DIRECTIONS. Return the blog post below about a weekend visit to a friend's casa rural in Teruel, word for word and in full.

Blogs in this series

Life in Culebrón is a very British view of life in a small village in Alicante province, my experience of Spain, of Spaniards and sometimes of the other Britons who live nearby. The tabs beneath the header photo link to other blogs written whilst I was living in other parts of Spain, to my articles written for the now defunct TIM magazine and to my most recent photo albums.

Monday, July 09, 2012

Feeling at home


We went to see our pal Pepa this weekend. She has a Casa Rural up in Teruel in a place called Fuentes de Rubielos.

I never quite know how to translate casa rural - rural house isn't right and although I always tell my students to use country cottage that doesn't really convey the same idea. It's somewhere people rent for a holiday and it's usually in the middle of the countryside. Anyway Pepa owns one. There are tens of them in Fuentes de Rubielos and hundreds in this part of Teruel province, part of the ancient Kingdom of Aragon. I've always thought staying in a casa rural would be the perfect recipe for getting bored in 24 hours - reading is great but it can also become a chore and how many times can you walk up a hill for entertainment? Pepa surprised me by saying that there are all sorts of activities on offer for people who stay in the houses - bird watching, astronomy, furniture making, canyon running and a recent addition - first you hunt out your truffles and then you cook with them. Teruel is famous for ham - I wonder if it's pig and tourist in perfect harmony sniffing out subterranean mushrooms?

ENTRIES SUPPLIED.
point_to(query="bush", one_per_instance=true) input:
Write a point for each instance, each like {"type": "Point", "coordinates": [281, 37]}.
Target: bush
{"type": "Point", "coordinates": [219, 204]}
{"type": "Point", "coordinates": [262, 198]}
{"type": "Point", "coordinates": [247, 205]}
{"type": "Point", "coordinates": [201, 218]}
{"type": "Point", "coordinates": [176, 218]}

FULL SOLUTION.
Blogs in this series

Life in Culebrón is a very British view of life in a small village in Alicante province, my experience of Spain, of Spaniards and sometimes of the other Britons who live nearby. The tabs beneath the header photo link to other blogs written whilst I was living in other parts of Spain, to my articles written for the now defunct TIM magazine and to my most recent photo albums.

Monday, July 09, 2012

Feeling at home


We went to see our pal Pepa this weekend. She has a Casa Rural up in Teruel in a place called Fuentes de Rubielos.

I never quite know how to translate casa rural - rural house isn't right and although I always tell my students to use country cottage that doesn't really convey the same idea. It's somewhere people rent for a holiday and it's usually in the middle of the countryside. Anyway Pepa owns one. There are tens of them in Fuentes de Rubielos and hundreds in this part of Teruel province, part of the ancient Kingdom of Aragon. I've always thought staying in a casa rural would be the perfect recipe for getting bored in 24 hours - reading is great but it can also become a chore and how many times can you walk up a hill for entertainment? Pepa surprised me by saying that there are all sorts of activities on offer for people who stay in the houses - bird watching, astronomy, furniture making, canyon running and a recent addition - first you hunt out your truffles and then you cook with them. Teruel is famous for ham - I wonder if it's pig and tourist in perfect harmony sniffing out subterranean mushrooms?